━━━━━ Dataset entries

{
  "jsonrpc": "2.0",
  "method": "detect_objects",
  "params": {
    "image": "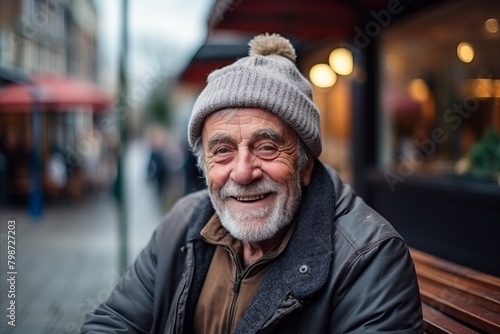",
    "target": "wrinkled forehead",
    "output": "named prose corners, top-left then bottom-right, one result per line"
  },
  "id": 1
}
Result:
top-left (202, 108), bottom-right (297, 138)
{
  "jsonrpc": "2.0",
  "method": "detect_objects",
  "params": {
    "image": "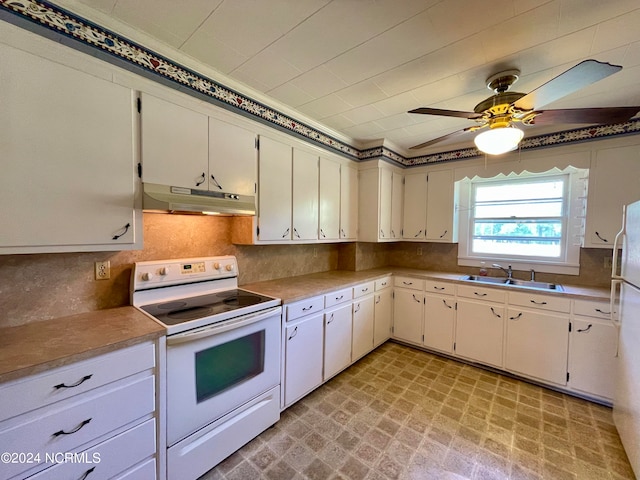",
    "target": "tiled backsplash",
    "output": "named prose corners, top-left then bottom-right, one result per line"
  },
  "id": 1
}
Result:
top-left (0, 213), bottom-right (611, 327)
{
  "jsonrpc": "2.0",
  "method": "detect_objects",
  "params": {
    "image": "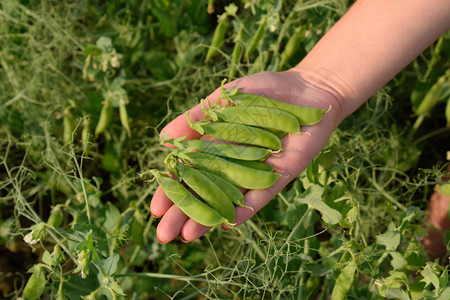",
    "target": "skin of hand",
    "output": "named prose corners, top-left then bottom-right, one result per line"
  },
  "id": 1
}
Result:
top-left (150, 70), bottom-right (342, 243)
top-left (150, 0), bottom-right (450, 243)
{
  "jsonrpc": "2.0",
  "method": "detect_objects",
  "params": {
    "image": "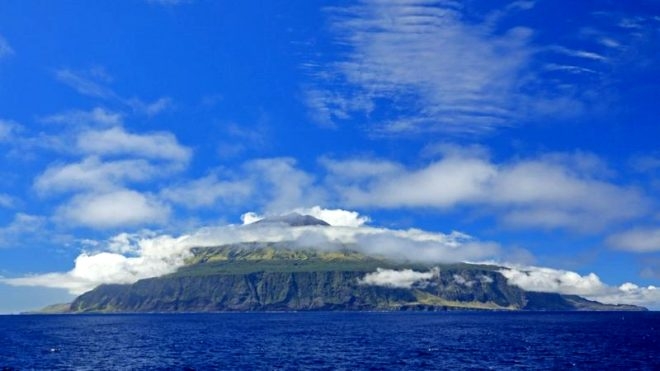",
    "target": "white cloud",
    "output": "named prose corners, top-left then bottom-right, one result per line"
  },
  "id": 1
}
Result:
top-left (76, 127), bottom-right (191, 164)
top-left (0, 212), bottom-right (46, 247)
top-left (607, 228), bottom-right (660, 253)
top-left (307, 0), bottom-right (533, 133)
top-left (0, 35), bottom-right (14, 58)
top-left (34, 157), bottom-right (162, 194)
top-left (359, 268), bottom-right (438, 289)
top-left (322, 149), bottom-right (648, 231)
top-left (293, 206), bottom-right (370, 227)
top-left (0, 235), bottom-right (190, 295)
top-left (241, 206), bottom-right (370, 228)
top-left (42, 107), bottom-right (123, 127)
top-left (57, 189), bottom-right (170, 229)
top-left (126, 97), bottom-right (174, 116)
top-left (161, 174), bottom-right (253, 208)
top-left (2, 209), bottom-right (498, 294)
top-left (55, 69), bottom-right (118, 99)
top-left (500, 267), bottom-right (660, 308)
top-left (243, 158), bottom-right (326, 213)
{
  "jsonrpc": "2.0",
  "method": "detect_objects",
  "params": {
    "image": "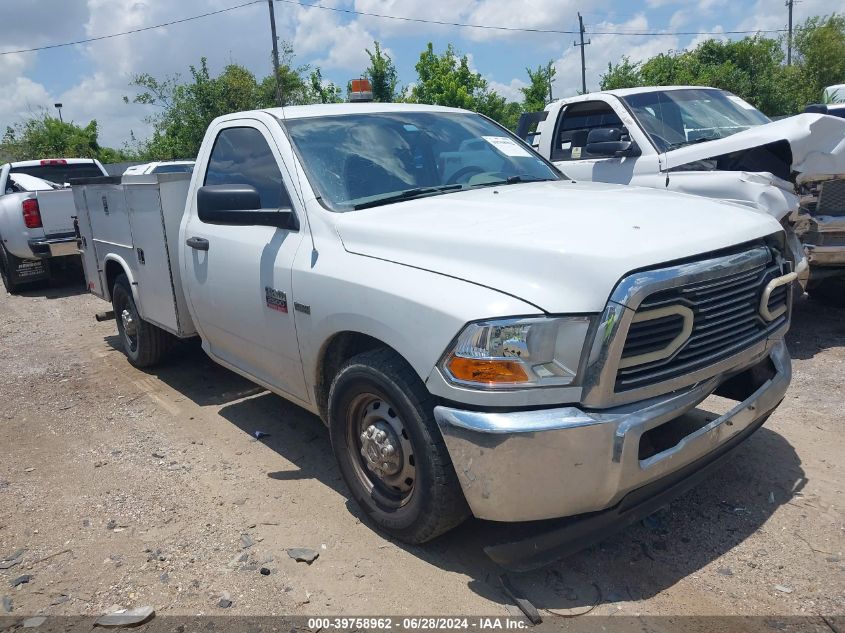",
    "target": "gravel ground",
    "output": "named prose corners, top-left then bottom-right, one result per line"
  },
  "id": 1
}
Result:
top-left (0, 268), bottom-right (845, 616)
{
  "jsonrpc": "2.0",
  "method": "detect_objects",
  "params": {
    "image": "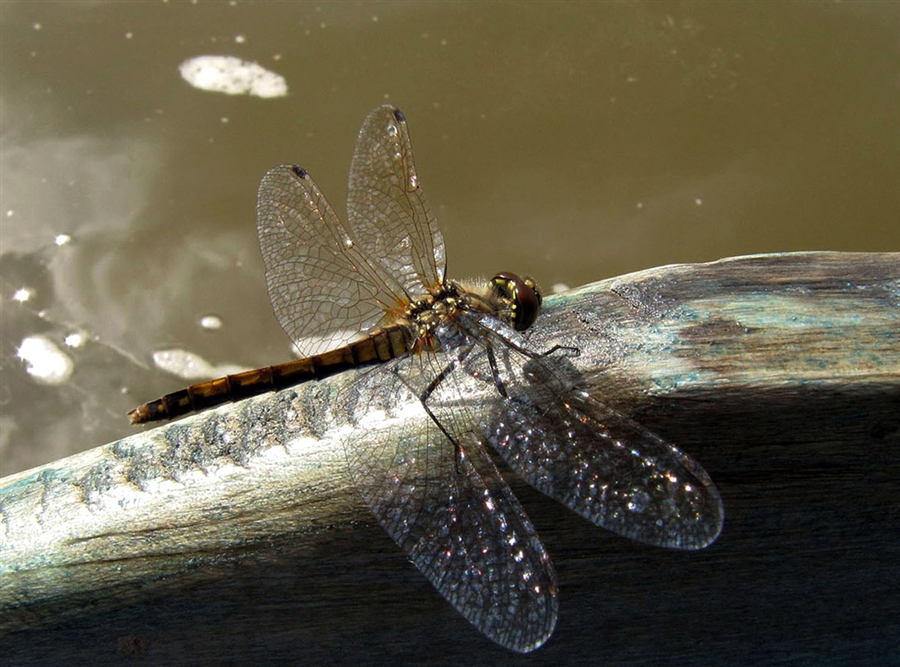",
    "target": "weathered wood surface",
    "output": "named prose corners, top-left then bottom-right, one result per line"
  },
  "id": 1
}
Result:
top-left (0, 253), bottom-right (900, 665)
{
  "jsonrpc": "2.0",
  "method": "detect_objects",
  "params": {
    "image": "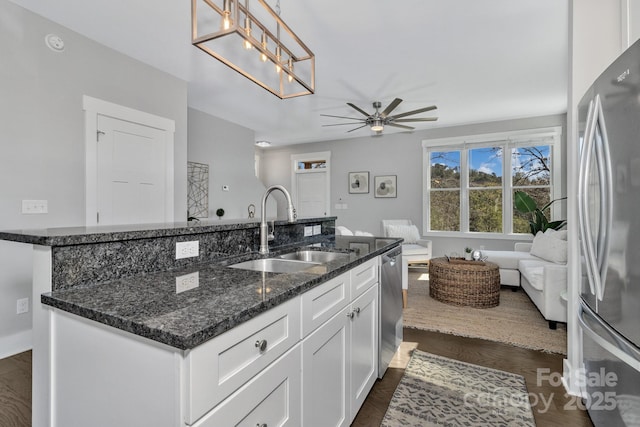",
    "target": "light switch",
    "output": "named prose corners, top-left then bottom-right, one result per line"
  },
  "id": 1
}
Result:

━━━━━━━━━━
━━━━━ Dataset entries

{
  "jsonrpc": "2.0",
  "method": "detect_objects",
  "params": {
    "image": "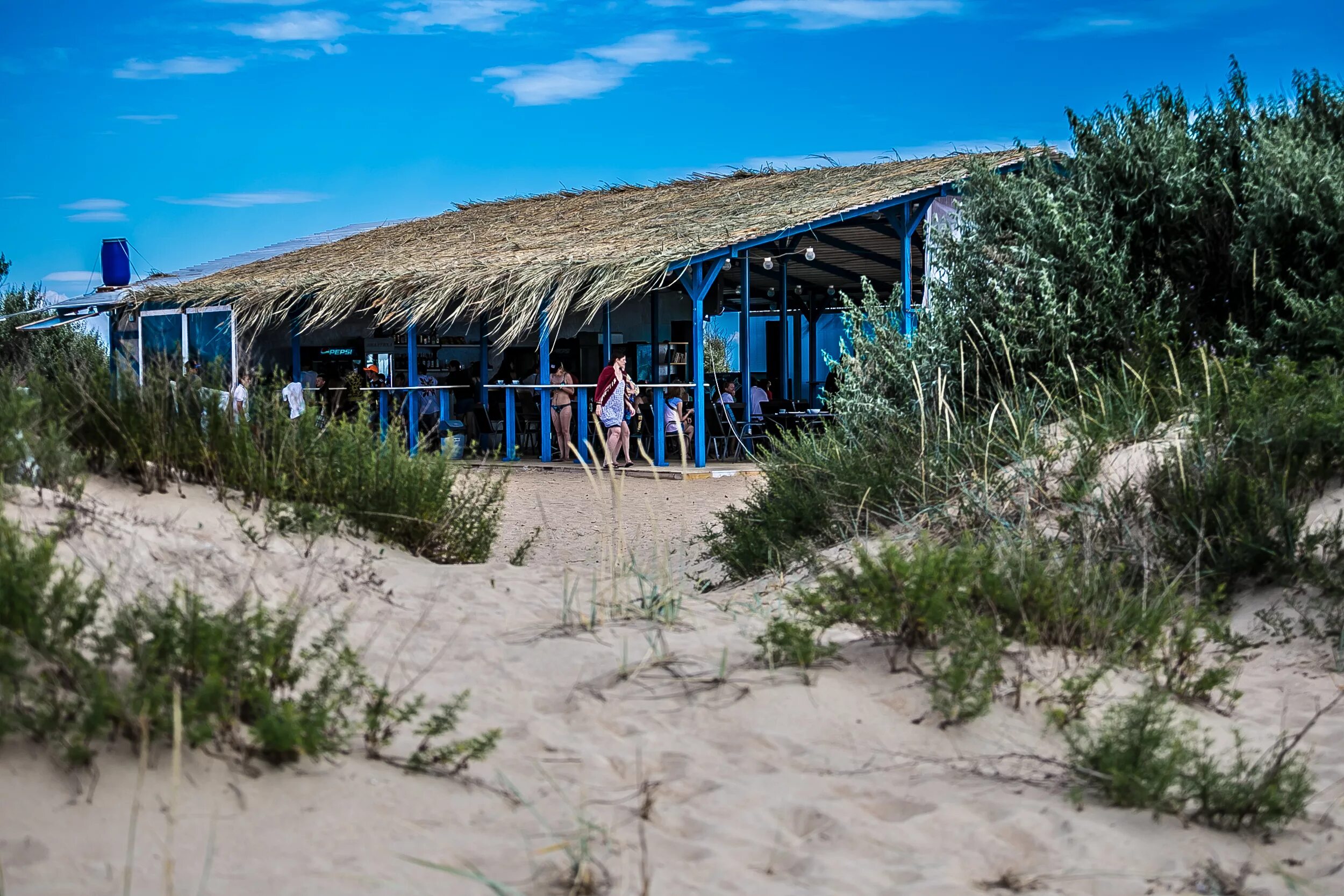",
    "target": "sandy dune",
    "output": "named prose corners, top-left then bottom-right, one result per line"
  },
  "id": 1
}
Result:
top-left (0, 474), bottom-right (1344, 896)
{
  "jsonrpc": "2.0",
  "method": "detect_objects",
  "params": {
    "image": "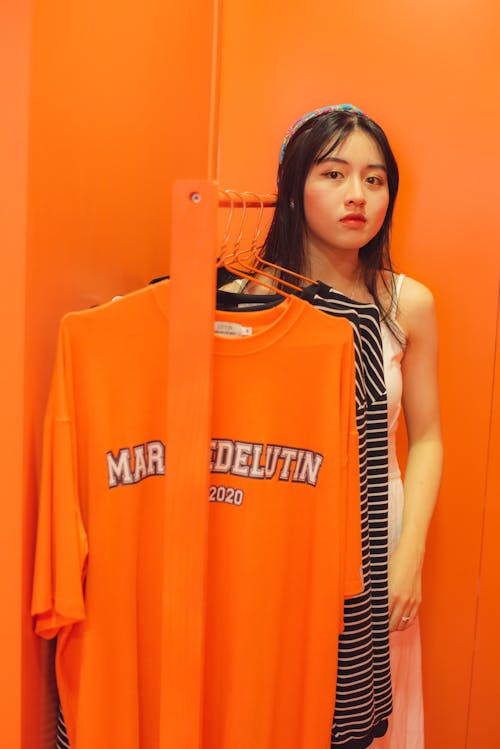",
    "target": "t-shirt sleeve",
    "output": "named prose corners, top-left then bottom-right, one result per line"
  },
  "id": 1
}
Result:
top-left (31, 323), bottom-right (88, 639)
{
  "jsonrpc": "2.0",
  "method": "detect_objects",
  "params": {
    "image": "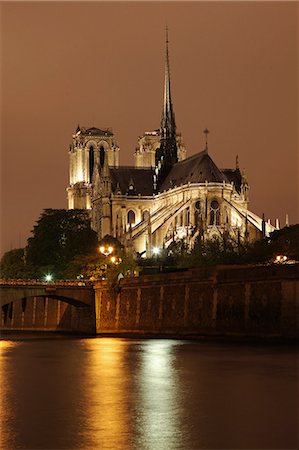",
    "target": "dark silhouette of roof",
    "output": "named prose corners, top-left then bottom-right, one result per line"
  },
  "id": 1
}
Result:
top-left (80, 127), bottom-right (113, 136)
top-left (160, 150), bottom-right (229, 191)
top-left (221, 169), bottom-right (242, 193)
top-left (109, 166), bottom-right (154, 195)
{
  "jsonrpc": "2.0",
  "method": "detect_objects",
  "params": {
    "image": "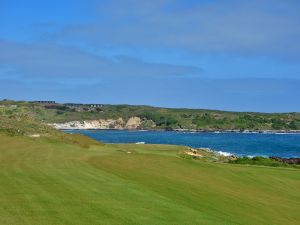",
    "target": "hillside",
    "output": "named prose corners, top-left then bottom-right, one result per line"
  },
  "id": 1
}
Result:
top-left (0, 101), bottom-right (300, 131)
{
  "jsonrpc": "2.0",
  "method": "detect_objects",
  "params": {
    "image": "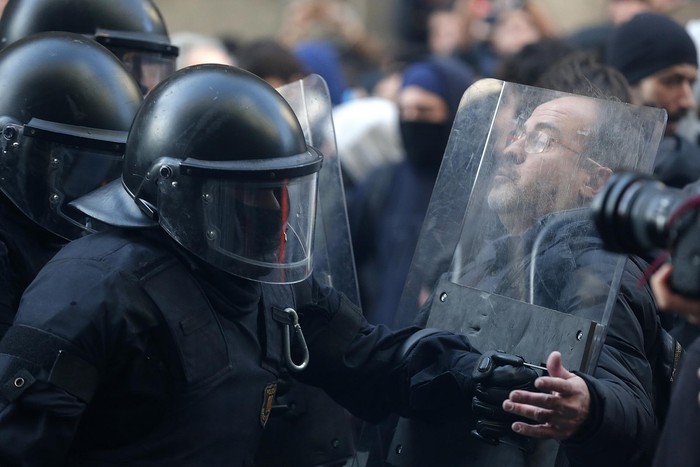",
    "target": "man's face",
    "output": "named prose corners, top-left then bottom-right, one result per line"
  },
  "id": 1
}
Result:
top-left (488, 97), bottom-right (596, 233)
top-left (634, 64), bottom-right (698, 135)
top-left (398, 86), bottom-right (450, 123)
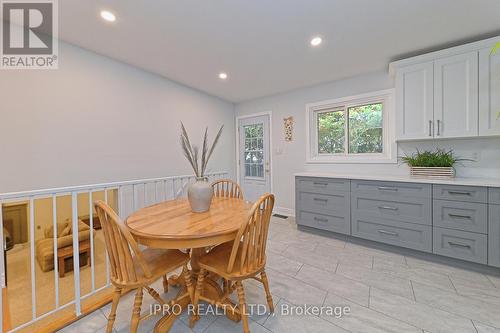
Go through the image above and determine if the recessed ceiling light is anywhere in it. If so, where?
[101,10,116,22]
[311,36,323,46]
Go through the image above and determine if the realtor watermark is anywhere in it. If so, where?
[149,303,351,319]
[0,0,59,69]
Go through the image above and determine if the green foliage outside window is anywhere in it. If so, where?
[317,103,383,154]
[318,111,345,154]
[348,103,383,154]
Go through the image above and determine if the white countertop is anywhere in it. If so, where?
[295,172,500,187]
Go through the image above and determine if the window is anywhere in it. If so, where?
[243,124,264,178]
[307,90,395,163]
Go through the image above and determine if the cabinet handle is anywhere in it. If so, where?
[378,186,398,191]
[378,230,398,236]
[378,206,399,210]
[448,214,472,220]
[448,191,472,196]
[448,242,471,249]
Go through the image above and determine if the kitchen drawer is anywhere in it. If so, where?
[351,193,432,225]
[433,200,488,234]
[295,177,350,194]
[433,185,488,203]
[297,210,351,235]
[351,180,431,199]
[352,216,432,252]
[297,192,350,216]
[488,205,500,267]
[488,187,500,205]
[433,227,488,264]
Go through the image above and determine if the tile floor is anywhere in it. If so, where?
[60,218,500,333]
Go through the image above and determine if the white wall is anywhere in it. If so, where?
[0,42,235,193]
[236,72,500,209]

━━━━━━━━━━
━━━━━ Dataset entries

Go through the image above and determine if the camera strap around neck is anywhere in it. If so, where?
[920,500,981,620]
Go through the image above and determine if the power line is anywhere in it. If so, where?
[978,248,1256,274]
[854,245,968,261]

━━━━━━━━━━

* **Task objective**:
Please identify each row above that contains the string "anywhere", and copy every such row in full.

* **Solution**:
Go through the image above and determine if the recessed ceiling light is anywhere in it. If so, where?
Go through the image above and determine if the realtor watermark is anywhere in it. If so, where?
Go through the image above and determine if the green foliage outside window is anywhere in it. If so, where?
Go through the image above and determine if the white countertop is anywhere in it. If so, where?
Go through the image above and determine if the window is anywhere in it. If so, where?
Go through the image above and determine if the cabinet handle is anywhere in it. If so, where?
Go through the image above and determine if the kitchen drawer is anywhere in it. If so, where?
Go through the image above and determine if the tile floor is anywhere in it. If so, where?
Go through the image above and determine if the white wall is anywhere in it. If so, where?
Go through the image above and determine if the camera strap around neck is anywhere in it. If so, where?
Go through the image above and determine if the power line is anywhere in it. If so, where?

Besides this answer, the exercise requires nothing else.